4.4. Delay bound for P2P Routing
For delay sensitive applications, such as home and building
automation, it is critical to optimize the end-to-end delay. Figure
8 shows the upper bound and distributions of delay for paths between
any two given nodes for different hop counts between source and
destination. Here, the hop count refers to the number of hops a
packet travels to reach the destination when using RPL paths. This
hop distance does not correspond to shortest path distance between
two nodes. Note that, each packet has a length of 127 bytes, with a
240 kbps radio, which makes the transmission time approximately 4 ms.
Figure 8
Figure 8: Comparison of packet latency for different path length
expressed in hop count.

Entries from a dataset:
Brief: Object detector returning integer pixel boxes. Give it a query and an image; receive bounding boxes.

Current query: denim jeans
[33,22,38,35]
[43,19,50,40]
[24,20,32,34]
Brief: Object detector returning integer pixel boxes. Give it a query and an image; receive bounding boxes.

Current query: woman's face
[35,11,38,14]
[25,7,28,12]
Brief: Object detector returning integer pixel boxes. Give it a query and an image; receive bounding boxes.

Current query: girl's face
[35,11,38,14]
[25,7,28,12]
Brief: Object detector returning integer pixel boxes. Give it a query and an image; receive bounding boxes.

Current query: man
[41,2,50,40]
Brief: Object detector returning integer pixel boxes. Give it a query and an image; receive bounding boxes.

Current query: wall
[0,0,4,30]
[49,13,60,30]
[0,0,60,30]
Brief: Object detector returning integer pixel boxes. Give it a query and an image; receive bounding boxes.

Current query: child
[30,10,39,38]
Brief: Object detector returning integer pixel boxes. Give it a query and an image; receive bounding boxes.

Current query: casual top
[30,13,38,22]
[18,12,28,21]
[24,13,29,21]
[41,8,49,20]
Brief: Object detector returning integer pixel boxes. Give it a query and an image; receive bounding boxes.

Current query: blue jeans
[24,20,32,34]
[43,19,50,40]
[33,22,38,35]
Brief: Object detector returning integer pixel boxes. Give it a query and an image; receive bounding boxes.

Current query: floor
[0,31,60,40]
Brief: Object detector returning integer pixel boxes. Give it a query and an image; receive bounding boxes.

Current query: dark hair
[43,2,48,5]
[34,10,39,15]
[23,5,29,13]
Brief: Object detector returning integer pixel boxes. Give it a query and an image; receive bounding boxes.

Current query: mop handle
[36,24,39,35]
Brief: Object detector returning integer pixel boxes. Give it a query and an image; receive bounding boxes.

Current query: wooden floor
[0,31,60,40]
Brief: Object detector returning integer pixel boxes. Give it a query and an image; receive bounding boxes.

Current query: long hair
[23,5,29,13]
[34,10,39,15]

### [Set problem]
Decide whether each statement agrees with the passage on delay bounds for P2P routing, answering yes or no and quoting the words of the passage that settle it: (a) The hop count means the number of hops a packet takes to reach the destination over RPL paths. (b) The hop distance matches the shortest path distance between two nodes. (c) Each packet is 127 bytes long. Use only the text to answer, not the entries.

### [The result]
(a) Yes: "the hop count refers to the number of hops a packet travels to reach the destination when using RPL paths"
(b) No: "This hop distance does not correspond to shortest path distance between two nodes."
(c) Yes: "each packet has a length of 127 bytes"